Living in California has many advantages, not the least of which is abundant sunshine year-round. While you may make an effort to protect yourself from the high, strong sun in summer, don’t let your efforts falter during the other seasons.
The sun can wreak havoc on your skin no matter the time of year.
Our skin care experts here at Los Gatos Dermatology, under the direction of Dr. Bruce Saal, understand better than most how the sun can damage your skin. We want to emphasize that this damage can occur any time the sun is out — in summer as well as during the other seasons.
To keep your skin healthy, here’s what you should know about year-round protection against the sun.
How the sun damages skin
There are two key facts to consider when it comes to the sun. Sun exposure is behind most cases of skin cancer, the most common form of cancer in the United States, and the sun is responsible for up to 90% of the visible signs of aging in your skin.
The sun emits two types of rays — ultraviolet A (UVA) and ultraviolet B (UVB) — both of which can damage your skin.
UVA rays affect all layers of your skin, and they’re present and constant year-round.

▶ **Provided information**:

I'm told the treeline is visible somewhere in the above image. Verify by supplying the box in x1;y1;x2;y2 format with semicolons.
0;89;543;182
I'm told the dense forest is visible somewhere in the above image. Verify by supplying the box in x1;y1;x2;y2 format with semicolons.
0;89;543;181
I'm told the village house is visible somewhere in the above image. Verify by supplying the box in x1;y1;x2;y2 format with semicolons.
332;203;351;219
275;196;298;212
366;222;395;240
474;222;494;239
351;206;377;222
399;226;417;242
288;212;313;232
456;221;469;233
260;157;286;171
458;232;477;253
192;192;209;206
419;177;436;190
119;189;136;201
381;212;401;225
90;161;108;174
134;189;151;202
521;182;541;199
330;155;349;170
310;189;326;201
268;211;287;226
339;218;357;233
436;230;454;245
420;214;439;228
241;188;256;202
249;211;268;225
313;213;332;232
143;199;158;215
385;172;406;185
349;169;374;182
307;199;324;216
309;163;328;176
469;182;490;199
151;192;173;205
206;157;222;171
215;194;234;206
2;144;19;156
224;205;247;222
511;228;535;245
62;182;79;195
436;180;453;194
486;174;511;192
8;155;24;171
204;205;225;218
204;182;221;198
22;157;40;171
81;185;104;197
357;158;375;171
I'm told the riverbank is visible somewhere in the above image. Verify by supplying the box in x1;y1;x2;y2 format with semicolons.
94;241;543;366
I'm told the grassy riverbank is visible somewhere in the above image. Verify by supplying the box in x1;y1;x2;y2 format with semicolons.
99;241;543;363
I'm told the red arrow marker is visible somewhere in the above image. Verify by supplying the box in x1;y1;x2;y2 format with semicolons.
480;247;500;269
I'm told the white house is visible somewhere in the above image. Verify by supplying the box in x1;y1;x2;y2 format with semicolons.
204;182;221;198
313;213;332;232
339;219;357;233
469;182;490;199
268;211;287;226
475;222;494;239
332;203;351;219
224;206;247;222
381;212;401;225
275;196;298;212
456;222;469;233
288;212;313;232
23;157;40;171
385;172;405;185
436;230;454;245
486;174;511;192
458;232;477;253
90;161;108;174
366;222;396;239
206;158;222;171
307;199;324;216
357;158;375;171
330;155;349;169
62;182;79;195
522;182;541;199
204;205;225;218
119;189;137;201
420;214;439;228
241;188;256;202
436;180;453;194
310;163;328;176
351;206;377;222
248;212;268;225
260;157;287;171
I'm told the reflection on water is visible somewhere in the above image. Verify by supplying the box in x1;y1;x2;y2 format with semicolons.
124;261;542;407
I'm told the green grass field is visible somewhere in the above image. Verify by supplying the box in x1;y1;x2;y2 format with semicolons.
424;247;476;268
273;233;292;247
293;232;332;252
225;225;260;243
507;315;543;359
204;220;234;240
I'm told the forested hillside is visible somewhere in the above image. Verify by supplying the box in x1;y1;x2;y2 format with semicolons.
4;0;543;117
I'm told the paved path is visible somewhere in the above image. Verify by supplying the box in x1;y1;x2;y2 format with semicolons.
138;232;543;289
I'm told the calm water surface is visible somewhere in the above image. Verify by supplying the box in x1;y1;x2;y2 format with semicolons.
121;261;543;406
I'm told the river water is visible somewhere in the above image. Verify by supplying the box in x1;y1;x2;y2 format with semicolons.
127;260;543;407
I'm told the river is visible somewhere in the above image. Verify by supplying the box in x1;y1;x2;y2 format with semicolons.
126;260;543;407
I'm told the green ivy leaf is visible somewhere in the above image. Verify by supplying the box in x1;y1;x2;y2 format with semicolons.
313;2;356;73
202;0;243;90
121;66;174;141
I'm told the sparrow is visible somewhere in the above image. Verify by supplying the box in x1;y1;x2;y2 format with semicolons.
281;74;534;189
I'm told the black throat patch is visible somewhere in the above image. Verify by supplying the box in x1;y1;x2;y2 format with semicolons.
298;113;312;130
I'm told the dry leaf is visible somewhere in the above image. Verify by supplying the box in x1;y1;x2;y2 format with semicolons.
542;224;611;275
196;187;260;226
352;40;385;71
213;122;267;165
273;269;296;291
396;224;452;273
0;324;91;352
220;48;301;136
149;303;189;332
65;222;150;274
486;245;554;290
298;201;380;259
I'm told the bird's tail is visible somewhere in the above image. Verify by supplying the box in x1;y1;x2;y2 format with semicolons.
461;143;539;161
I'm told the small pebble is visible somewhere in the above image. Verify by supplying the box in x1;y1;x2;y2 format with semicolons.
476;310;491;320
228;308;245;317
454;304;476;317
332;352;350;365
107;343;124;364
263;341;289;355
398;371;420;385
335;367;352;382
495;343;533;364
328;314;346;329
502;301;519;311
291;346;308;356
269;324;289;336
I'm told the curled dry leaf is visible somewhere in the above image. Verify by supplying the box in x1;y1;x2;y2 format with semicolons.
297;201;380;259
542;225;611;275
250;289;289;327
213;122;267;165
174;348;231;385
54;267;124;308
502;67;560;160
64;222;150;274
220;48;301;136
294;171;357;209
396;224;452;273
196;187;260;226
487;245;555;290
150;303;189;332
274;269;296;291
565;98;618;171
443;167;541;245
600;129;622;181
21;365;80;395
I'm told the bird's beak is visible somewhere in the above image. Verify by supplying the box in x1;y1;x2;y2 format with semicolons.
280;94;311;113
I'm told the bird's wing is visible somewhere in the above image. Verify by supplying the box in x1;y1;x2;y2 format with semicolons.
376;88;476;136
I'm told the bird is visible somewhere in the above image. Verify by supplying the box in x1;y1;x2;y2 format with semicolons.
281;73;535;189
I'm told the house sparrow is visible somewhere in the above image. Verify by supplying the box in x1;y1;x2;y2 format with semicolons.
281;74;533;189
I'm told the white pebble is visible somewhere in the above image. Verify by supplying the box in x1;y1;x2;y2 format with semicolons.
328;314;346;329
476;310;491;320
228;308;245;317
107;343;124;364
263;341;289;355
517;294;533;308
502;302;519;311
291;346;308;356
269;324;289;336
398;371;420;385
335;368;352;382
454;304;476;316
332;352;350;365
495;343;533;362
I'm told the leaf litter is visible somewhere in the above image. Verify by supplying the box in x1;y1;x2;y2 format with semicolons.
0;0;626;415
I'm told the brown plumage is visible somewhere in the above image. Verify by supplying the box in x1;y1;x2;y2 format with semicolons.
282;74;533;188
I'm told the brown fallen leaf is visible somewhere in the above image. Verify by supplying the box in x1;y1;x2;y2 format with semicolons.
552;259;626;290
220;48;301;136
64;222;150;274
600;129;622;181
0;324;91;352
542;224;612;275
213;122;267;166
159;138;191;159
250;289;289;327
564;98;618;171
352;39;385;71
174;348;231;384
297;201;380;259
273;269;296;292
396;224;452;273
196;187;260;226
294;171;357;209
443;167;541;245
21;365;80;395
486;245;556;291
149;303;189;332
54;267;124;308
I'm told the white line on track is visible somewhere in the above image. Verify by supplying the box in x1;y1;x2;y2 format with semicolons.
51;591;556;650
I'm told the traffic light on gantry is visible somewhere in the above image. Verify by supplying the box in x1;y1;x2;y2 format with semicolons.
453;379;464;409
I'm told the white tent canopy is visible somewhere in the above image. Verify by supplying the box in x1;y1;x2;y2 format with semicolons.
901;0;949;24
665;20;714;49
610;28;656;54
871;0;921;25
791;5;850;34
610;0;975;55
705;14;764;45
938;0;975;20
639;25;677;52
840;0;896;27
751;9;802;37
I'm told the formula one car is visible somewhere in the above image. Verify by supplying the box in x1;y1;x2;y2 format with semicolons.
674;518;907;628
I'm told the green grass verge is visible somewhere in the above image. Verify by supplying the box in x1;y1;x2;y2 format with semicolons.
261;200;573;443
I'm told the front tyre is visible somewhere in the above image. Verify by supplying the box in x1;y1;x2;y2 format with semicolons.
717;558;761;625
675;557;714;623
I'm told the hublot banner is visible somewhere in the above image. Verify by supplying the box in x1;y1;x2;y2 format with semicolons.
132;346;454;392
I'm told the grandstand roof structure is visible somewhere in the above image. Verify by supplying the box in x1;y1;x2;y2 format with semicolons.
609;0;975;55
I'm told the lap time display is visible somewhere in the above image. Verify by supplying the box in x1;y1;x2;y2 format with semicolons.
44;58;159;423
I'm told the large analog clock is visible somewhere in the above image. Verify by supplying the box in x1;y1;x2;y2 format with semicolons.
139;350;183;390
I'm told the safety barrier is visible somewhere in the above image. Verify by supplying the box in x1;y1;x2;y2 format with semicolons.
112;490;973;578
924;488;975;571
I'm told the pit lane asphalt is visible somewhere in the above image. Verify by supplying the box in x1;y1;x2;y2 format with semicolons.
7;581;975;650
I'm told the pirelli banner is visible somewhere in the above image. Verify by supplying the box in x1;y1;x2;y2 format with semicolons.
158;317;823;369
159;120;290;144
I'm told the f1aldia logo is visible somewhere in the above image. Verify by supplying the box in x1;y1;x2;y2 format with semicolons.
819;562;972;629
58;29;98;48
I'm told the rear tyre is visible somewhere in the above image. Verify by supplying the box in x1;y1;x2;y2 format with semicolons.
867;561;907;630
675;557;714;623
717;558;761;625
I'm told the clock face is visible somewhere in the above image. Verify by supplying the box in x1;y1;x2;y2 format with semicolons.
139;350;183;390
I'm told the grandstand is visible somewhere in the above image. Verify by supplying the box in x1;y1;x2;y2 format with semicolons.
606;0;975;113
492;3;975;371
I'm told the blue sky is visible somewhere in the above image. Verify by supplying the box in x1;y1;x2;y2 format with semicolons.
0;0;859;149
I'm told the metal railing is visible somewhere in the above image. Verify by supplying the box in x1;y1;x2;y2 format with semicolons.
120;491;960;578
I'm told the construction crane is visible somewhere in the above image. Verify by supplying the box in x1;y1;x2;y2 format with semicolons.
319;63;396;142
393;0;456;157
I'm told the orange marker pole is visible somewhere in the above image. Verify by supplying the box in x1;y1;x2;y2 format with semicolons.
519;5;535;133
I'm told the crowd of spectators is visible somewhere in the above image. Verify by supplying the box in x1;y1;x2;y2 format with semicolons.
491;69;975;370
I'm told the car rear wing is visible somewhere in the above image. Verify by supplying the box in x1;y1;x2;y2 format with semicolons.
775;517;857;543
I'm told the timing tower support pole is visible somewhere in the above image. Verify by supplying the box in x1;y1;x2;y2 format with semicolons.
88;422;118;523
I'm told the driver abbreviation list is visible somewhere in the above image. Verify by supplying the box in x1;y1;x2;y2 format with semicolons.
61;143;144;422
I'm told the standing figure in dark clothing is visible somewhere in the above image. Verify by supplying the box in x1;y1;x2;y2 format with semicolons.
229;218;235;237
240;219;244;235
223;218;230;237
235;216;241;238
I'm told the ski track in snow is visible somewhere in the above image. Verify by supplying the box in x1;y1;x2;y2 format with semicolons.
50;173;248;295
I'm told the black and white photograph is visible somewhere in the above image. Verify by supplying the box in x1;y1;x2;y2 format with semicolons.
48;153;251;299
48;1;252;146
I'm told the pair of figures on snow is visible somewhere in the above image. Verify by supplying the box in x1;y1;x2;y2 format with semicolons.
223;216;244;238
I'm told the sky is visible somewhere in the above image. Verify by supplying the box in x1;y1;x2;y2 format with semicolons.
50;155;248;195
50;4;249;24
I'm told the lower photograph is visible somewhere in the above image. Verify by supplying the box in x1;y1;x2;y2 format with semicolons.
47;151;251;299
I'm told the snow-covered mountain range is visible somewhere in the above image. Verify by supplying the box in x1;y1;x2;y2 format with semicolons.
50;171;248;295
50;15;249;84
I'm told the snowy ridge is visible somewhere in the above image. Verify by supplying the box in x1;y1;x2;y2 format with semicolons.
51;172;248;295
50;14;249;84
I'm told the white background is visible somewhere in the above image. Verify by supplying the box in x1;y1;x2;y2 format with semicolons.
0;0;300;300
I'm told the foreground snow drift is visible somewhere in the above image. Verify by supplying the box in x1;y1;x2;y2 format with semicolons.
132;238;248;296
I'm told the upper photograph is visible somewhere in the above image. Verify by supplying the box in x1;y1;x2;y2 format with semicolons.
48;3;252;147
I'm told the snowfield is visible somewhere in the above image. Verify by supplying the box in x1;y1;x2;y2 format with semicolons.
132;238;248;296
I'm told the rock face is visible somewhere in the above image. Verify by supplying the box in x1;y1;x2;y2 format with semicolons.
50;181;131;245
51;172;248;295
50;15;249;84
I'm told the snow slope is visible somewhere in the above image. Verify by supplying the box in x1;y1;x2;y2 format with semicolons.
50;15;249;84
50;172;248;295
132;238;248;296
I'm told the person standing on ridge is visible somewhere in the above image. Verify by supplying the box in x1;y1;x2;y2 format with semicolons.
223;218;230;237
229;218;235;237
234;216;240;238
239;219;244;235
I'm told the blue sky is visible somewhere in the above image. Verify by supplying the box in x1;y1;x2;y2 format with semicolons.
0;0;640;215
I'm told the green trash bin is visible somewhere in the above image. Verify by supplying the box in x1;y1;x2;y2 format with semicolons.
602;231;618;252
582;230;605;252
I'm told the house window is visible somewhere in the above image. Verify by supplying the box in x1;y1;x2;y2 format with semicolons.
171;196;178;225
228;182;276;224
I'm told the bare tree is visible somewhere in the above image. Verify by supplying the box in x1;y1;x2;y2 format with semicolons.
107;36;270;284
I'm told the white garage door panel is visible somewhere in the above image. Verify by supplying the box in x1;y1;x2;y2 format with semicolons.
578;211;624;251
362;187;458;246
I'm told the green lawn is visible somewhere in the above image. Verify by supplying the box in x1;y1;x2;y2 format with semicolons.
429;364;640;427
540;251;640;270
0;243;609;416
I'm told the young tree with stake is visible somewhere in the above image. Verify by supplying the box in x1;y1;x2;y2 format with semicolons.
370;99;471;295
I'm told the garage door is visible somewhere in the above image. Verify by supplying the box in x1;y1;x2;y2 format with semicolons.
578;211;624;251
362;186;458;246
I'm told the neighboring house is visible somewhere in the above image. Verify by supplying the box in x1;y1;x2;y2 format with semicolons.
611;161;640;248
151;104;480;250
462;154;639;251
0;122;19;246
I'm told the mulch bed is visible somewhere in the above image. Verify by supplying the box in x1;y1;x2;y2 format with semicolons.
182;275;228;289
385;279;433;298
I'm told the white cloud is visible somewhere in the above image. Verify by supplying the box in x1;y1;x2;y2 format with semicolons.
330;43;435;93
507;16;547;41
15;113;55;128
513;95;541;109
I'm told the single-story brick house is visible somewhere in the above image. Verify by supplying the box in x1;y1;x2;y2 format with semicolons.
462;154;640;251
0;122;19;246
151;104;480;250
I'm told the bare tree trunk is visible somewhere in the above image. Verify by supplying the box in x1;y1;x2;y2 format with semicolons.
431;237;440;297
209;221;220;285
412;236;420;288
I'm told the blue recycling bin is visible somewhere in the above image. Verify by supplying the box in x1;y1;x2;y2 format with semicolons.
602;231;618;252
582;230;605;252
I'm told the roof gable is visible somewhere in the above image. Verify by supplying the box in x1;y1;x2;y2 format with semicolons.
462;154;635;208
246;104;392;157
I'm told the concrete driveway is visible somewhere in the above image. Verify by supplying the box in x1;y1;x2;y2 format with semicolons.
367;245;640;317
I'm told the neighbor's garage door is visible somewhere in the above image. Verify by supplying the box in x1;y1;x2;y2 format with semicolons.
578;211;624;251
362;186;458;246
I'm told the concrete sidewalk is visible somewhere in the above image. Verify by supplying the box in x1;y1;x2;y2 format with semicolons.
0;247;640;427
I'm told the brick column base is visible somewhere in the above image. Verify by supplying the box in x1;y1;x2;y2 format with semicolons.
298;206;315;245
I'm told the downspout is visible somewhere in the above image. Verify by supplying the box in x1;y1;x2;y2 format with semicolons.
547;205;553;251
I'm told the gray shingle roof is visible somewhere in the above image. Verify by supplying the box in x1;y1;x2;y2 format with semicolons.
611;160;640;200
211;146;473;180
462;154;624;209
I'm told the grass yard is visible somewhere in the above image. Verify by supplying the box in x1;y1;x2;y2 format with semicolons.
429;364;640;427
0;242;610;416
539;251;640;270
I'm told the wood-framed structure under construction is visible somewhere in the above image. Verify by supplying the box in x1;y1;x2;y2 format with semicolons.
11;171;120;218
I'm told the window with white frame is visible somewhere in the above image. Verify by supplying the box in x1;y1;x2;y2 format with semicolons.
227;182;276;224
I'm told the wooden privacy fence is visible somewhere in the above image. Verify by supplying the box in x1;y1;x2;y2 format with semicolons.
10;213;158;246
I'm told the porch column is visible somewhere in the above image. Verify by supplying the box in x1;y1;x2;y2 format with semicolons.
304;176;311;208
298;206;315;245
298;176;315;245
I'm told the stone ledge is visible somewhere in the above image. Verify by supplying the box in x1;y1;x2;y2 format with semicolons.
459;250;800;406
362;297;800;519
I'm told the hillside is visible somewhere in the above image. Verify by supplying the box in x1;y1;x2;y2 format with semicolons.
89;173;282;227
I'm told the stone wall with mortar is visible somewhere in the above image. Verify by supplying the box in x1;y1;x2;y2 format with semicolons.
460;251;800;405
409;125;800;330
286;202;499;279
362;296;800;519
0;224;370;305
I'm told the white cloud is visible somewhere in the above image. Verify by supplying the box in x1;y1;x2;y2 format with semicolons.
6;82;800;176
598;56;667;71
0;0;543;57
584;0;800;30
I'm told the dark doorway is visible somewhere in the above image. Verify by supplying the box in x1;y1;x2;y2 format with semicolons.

▶ **Directions**:
A - According to the sun-protection text, why should efforts to protect your skin from the sun continue beyond summer? Answer in one to three sentences.
B - Answer these questions from the sun-protection text.
(i) Who directs the skin care experts at Los Gatos Dermatology?
(ii) Up to what percentage of the visible signs of aging in skin is the sun responsible for?
(iii) What two types of rays does the sun emit?

▶ **Replies**:
A - The sun can damage skin whenever it is out, in summer and in the other seasons alike. UVA rays, which affect all layers of the skin, are present and constant year-round.

B -
(i) Dr. Bruce Saal
(ii) Up to 90%
(iii) Ultraviolet A (UVA) and ultraviolet B (UVB)